***** DATA FOR ANALYSIS *****
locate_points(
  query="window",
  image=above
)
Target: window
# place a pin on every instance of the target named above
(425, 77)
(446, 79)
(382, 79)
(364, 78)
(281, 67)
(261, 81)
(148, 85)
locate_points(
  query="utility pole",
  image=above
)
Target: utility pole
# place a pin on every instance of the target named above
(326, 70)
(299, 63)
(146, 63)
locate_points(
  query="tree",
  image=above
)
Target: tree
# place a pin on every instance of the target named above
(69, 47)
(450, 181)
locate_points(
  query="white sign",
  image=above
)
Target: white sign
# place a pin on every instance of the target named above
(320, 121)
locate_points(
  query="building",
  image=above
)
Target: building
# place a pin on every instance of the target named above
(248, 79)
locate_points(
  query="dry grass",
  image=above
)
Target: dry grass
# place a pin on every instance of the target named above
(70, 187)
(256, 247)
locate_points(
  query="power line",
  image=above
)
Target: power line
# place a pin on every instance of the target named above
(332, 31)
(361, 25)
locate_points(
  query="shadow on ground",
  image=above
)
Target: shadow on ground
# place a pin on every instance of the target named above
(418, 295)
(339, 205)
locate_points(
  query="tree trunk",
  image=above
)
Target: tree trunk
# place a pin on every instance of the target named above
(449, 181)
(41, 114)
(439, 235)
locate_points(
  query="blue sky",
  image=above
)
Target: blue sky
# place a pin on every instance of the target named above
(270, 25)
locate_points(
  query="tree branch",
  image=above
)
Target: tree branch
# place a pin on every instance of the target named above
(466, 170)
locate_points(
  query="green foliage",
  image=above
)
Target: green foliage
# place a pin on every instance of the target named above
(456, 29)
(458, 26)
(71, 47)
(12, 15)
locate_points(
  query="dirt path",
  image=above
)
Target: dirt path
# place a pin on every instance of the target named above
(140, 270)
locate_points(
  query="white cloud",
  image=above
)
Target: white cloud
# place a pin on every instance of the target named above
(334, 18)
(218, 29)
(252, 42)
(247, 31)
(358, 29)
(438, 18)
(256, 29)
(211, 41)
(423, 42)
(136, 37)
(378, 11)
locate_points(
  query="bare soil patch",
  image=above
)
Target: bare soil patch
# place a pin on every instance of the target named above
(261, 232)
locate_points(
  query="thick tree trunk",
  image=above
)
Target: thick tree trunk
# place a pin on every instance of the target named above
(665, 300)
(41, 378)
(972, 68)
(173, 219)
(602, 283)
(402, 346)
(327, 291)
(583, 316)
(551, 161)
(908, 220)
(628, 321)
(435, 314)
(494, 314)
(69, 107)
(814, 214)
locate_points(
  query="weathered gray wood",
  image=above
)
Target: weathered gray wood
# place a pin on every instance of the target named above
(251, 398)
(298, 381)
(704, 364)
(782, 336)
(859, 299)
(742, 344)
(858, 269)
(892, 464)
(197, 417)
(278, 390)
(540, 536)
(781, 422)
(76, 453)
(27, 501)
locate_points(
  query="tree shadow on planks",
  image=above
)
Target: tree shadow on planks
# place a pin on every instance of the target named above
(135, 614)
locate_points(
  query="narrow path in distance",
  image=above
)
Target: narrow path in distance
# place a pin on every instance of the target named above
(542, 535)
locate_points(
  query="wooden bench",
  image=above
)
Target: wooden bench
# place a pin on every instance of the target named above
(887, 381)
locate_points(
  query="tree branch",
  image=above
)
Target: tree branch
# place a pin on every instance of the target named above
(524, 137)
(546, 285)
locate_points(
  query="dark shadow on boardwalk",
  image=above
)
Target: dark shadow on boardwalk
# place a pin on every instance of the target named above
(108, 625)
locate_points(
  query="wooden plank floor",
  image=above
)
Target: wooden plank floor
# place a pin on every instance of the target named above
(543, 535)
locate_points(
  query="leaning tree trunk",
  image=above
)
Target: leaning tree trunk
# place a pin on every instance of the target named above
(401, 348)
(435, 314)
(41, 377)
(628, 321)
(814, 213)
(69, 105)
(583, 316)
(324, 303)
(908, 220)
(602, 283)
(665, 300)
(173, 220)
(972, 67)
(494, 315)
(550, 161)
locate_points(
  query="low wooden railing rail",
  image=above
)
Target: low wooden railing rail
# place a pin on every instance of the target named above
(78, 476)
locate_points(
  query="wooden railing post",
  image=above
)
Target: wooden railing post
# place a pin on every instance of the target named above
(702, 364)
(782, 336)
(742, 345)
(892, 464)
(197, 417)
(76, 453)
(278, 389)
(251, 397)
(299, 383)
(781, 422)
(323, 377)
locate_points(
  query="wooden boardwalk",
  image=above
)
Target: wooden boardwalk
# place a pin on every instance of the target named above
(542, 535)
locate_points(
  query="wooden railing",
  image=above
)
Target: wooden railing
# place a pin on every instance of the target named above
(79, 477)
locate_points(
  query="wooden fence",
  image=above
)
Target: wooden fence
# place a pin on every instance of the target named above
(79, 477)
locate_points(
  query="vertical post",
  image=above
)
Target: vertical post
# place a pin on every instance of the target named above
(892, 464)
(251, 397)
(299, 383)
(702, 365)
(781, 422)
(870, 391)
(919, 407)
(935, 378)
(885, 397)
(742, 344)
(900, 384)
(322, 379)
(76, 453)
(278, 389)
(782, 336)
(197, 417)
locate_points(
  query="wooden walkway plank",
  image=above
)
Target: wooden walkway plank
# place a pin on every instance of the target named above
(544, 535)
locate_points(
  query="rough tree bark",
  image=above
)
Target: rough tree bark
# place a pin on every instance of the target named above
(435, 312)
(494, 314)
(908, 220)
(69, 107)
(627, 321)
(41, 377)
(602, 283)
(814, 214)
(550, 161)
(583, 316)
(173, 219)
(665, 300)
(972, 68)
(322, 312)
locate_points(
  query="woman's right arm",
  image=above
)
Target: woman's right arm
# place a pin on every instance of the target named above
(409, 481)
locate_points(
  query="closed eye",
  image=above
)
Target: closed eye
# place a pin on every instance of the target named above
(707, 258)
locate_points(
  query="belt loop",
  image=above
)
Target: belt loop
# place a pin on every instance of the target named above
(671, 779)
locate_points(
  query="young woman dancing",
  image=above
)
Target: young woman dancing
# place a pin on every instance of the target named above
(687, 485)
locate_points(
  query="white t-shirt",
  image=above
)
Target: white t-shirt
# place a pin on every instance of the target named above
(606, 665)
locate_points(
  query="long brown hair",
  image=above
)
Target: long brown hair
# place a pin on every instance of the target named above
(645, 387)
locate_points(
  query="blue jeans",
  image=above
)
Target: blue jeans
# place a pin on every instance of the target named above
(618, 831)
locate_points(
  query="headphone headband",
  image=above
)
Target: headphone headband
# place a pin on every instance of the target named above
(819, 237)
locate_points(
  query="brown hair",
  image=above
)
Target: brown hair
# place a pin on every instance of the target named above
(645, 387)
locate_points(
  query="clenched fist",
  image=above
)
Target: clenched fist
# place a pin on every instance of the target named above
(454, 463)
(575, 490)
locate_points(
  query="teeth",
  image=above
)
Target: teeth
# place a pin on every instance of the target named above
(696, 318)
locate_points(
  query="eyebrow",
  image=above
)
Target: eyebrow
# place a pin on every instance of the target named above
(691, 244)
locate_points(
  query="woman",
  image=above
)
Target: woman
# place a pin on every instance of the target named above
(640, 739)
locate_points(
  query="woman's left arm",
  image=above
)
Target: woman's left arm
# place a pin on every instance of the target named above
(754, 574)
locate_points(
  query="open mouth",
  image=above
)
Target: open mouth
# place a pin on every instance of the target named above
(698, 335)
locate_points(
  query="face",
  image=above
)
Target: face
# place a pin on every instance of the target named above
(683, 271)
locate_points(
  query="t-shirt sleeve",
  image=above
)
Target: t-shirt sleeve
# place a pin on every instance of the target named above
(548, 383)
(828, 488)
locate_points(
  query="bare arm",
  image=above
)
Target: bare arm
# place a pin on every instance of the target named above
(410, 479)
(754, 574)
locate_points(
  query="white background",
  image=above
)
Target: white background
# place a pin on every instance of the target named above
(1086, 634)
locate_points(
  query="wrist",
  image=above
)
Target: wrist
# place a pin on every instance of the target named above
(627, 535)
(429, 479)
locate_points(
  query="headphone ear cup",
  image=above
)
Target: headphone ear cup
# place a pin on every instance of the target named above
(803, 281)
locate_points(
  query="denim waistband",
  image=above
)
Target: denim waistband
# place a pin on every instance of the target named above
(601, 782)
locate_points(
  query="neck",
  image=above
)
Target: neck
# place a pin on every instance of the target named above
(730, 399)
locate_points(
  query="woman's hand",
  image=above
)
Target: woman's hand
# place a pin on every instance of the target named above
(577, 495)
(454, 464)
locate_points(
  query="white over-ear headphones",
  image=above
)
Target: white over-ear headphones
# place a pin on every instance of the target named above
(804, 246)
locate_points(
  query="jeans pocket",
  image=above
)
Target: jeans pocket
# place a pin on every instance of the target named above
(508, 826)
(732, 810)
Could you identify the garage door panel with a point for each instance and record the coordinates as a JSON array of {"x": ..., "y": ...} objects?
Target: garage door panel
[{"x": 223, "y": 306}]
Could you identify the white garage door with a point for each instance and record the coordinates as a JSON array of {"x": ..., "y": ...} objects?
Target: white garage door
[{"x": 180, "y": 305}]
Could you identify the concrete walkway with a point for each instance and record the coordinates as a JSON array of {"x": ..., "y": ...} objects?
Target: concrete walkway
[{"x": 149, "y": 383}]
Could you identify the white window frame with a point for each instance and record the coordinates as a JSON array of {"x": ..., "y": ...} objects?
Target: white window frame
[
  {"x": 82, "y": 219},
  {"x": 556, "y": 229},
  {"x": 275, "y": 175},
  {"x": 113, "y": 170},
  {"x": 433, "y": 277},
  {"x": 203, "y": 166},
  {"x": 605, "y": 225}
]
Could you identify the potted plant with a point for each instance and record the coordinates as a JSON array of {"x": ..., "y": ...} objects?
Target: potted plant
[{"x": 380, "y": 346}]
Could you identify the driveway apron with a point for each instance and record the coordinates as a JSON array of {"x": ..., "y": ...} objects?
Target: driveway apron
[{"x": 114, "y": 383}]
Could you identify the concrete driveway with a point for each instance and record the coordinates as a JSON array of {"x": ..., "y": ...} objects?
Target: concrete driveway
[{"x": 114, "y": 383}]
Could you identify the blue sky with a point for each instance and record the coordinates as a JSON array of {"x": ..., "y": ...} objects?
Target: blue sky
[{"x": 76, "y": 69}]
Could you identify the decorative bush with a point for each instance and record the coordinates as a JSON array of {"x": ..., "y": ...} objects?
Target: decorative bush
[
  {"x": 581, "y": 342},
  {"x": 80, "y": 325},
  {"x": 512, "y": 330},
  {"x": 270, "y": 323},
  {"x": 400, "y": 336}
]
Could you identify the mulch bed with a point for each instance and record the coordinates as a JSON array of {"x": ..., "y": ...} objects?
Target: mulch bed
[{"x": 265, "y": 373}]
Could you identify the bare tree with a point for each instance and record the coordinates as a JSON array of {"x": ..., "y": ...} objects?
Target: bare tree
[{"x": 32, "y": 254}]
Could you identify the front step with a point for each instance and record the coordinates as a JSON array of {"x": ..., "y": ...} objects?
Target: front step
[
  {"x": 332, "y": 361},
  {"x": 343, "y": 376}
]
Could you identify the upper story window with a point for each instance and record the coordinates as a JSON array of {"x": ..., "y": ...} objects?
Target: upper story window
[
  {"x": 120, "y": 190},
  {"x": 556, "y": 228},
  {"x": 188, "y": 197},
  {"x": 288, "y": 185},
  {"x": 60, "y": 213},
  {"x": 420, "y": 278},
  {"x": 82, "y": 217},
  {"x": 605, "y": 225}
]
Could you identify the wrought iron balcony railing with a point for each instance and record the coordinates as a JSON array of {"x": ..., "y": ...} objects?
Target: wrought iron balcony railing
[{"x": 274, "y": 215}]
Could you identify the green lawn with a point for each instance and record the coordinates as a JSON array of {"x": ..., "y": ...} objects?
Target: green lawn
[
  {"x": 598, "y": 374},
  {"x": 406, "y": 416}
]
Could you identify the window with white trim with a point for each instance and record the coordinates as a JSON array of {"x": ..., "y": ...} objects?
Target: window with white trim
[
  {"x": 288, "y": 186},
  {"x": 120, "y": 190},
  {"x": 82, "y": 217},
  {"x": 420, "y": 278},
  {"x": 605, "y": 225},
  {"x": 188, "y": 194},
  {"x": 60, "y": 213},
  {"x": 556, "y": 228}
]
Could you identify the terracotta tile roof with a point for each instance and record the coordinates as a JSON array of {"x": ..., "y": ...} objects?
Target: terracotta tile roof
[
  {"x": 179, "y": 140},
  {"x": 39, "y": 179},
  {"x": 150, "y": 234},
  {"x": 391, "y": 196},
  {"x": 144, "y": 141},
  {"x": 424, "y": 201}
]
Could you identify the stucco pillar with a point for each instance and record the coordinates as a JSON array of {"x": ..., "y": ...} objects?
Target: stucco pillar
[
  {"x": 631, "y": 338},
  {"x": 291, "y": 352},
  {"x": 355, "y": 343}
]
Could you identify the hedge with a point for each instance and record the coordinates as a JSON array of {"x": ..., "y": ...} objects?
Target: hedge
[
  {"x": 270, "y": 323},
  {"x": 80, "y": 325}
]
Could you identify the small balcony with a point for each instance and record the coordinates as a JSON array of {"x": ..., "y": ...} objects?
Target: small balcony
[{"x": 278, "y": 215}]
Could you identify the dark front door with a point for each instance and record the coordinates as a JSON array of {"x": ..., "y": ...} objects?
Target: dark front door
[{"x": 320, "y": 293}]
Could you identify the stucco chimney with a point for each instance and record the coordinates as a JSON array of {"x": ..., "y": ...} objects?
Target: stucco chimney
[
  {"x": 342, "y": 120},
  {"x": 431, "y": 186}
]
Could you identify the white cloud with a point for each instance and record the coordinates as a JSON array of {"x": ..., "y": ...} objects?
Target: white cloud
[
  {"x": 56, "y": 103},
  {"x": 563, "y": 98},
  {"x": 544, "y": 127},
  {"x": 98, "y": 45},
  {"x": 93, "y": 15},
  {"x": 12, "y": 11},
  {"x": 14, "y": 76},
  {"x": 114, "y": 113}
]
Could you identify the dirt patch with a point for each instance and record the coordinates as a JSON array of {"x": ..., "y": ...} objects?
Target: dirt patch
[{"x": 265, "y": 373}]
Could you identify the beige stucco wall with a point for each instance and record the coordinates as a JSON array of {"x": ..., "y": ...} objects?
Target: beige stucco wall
*****
> REQUIRED ACTION
Quote the records above from their first line through the line containing "Target: tree trunk", both ends included.

> SOLUTION TO THIS TASK
locate_points(
  query="window",
  image=above
)
Target: window
# place a pin on every instance of the target named above
(425, 77)
(446, 79)
(382, 79)
(364, 78)
(281, 67)
(261, 81)
(148, 85)
locate_points(
  query="utility pole",
  image=above
)
Target: utility pole
# place a pin on every instance of the target named above
(326, 70)
(299, 63)
(146, 63)
locate_points(
  query="tree",
  image=above
)
Target: tree
# place a pin on every instance of the target named above
(69, 47)
(450, 181)
locate_points(
  query="white sign",
  image=above
)
Target: white sign
# place a pin on every instance of the target named above
(320, 121)
locate_points(
  query="building",
  image=above
)
Target: building
# place a pin on every instance of the target named above
(248, 79)
locate_points(
  query="dry grass",
  image=above
)
Target: dry grass
# place a pin on every instance of the target named above
(70, 187)
(256, 247)
locate_points(
  query="power line",
  image=above
)
Target: power line
# place a pin on every instance of the target named above
(332, 31)
(361, 25)
locate_points(
  query="shadow on ground",
  image=above
)
Target: shadow on ground
# place a pin on every instance of the target named above
(418, 295)
(339, 205)
locate_points(
  query="tree trunk",
  image=above
)
Target: tree trunk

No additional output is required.